First, the assessment of a presidential tenure has to be evaluatively tethered to the exigencies of the moment. In absolute terms, Biden's presidency contains many highlights. But when we consider his four years in relation to the authoritarian pall that Trump and his movement have cast over society, a pall that has only grown since he first appeared on the scene and that now hovers more threateningly above our politics than it ever has before, Biden's electoral and governing missteps that Shikha pointed out are incredibly damning. The country didn't need Obama's third term—the country needed Biden to insist on an electoral succession plan calibrated for maximum effectiveness against a resurgent Trumpian movement and it needed authoritarian proofing. It got neither.
There are many presidencies we look back on fondly while also recognizing that if, say, we were to replace Abraham Lincoln's tenure in which he presided over the Civil War with any of them, those same presidencies would be catastrophically inadequate in meeting the moment. We had four years in office since Trump's emergence and we needed the one leading us during those four years to do more to thwart Trump's *reemergence*. Biden staying in the electoral matchup long after he should have stepped aside made it much harder to keep Trump from regaining office, and Biden's actions *in office* did not do enough to thwart a future Trump presidency should he regain it. You can argue that this isn't the only metric by which we should judge Biden's time in office, but arguing that we shouldn't evaluatively factor in these missteps which have now led to us having Trump again is tribal nonsense. The bottom line is that it is precisely *because* Trump is an unprecedented threat to American democracy that we must view Biden's presidency as at least in some respects a failure.

- _Required action_:
Resume the essay on Biden's presidency from the point where it stops. The data has no connection to the essay on Biden's presidency.

- _Material shown_:
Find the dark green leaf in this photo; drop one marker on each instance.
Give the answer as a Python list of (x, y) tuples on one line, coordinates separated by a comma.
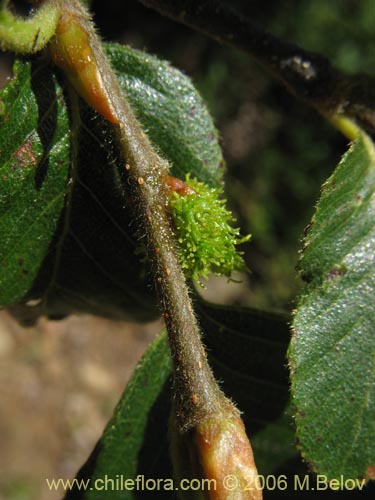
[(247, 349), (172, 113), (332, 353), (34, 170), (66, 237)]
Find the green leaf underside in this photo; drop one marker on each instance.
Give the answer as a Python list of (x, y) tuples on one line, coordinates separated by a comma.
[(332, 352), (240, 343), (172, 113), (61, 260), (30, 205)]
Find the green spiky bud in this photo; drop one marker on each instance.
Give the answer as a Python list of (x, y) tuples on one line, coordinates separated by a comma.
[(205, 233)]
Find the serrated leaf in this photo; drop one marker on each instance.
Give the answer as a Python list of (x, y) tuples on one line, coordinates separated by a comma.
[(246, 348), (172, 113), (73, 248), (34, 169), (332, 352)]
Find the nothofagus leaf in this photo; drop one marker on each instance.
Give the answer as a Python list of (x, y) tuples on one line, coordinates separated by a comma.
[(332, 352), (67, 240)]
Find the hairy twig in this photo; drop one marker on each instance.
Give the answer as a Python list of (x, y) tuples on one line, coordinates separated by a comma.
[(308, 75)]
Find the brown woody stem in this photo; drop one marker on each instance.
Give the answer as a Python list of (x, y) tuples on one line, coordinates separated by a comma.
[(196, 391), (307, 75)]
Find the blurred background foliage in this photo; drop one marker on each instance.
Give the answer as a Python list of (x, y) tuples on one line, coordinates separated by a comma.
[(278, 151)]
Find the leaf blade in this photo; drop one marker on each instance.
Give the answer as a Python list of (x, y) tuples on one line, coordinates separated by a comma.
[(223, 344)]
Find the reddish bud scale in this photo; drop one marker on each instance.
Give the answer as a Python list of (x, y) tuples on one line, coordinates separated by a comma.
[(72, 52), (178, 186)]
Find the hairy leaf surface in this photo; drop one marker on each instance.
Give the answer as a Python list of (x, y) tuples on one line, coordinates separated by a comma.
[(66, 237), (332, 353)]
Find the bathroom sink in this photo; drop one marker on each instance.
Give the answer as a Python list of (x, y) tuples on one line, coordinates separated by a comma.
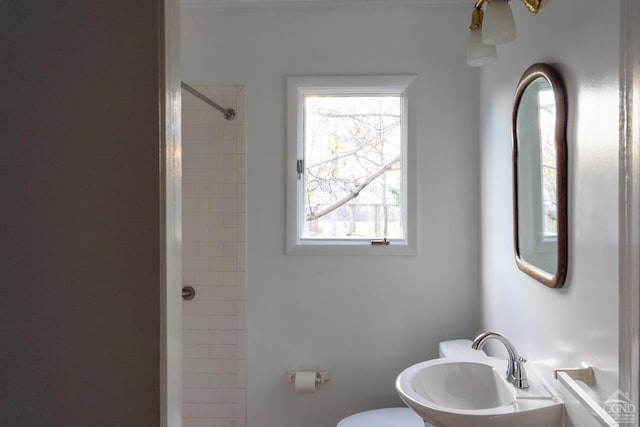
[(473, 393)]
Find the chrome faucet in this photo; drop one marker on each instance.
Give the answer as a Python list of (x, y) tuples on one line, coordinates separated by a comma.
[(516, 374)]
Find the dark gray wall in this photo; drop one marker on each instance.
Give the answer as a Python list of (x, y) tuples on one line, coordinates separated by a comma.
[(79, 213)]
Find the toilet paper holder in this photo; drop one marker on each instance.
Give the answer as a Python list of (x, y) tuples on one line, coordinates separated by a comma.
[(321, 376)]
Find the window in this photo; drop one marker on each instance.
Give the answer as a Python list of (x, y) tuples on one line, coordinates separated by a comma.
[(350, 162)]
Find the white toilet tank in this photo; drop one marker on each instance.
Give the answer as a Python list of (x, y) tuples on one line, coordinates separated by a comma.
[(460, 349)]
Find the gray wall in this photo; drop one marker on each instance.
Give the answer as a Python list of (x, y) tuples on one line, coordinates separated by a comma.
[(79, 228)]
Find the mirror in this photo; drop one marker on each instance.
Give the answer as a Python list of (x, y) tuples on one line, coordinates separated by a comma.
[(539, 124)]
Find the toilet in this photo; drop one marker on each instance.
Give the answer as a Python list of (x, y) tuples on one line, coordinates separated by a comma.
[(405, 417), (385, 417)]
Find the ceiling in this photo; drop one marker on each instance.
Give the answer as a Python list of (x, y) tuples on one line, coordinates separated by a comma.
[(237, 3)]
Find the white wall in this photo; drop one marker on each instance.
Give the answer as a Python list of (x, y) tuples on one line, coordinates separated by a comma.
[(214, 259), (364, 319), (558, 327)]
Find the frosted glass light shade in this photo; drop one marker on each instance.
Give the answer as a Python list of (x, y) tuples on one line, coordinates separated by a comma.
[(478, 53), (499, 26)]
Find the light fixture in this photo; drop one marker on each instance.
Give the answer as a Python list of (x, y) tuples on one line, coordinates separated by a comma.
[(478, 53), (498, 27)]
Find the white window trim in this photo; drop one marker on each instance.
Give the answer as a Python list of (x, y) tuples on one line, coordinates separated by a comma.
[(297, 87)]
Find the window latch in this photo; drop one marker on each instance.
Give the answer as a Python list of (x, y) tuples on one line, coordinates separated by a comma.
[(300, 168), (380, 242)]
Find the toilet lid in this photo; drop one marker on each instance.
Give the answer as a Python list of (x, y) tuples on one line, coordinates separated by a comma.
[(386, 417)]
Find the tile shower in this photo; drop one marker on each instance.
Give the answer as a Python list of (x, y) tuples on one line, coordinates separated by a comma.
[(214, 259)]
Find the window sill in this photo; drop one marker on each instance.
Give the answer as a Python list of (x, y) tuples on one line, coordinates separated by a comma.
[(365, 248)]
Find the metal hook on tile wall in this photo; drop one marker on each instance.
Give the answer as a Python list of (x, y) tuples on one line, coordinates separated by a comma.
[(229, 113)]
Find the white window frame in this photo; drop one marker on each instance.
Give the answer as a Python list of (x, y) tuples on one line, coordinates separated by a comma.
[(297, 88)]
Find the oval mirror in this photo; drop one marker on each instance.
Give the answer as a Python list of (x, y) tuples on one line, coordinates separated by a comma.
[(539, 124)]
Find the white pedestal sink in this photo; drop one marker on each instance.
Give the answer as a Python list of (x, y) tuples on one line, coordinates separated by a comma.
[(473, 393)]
...
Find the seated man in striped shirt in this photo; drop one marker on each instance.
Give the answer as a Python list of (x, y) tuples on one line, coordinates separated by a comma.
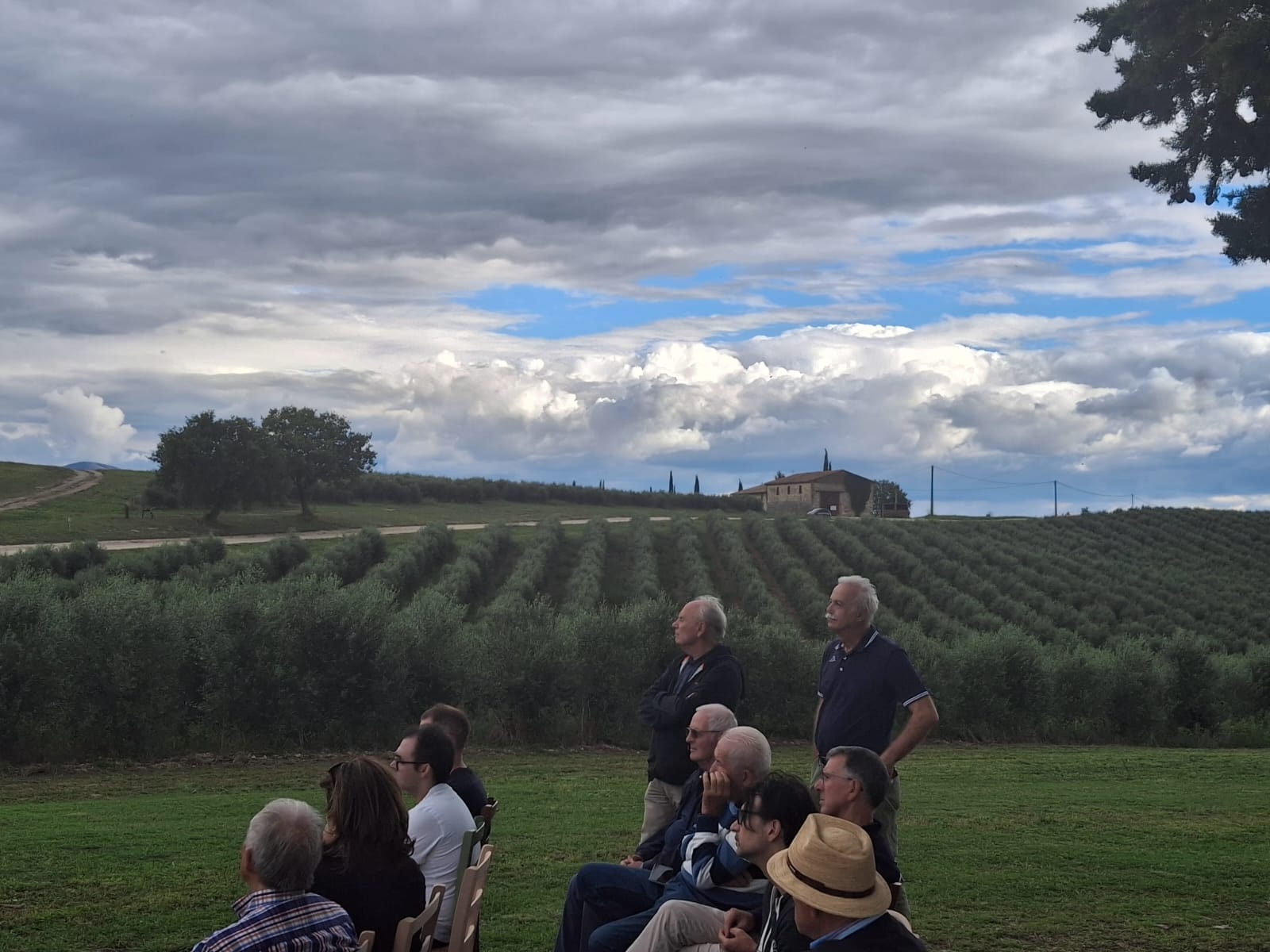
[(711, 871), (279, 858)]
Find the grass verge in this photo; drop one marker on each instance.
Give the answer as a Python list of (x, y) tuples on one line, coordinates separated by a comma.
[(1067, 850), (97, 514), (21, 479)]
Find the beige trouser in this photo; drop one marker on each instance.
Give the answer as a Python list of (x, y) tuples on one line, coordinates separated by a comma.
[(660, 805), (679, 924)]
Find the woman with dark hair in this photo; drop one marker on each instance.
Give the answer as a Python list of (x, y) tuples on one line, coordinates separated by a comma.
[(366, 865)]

- _Response to the exercise_:
Second, there is nothing in Shikha's argument that requires laying most of the blame for Trump's second term at Biden's doorstep. In the Great Hierarchy of Blame, it's obvious that GOP officeholders, right-wing media (including major personalities and influencers), and many other factors were more responsible for Trump's durability. But the point here is that Biden ought to receive some of the blame as well. We don't know what would've happened if Democrats had run a proper "let's find our next leader" process. But here's what I can guarantee you: It would've certainly gone better than handing the baton over to the VP with a couple months to go before Election Day. And I can't tell you definitively that Biden's efforts to kill rather than embrace bipartisan efforts at surveilance reform would've resulted in Trump finding himself truly constrained in office. But here's what I can guarantee you: It certainly would have helped. But of course none of this means Biden is principally to blame for Trump's reemergence atop our politics.
There probably isn't an outlet out there that on a per-piece basis has more consistently called out Trump and his movement than we have. Readers who are taking this article to be downplaying the sins of the MAGA movement are simply not operating in good faith. We're frustrated with Biden's tenure precisely because we think the moment called for a stronger plan of action against the threat that Trump poses.
Yes, history will not be kind to Biden. He ran as a centrist, and was elected with a razor-thin margin, yet still decided to act like the second coming of FDR.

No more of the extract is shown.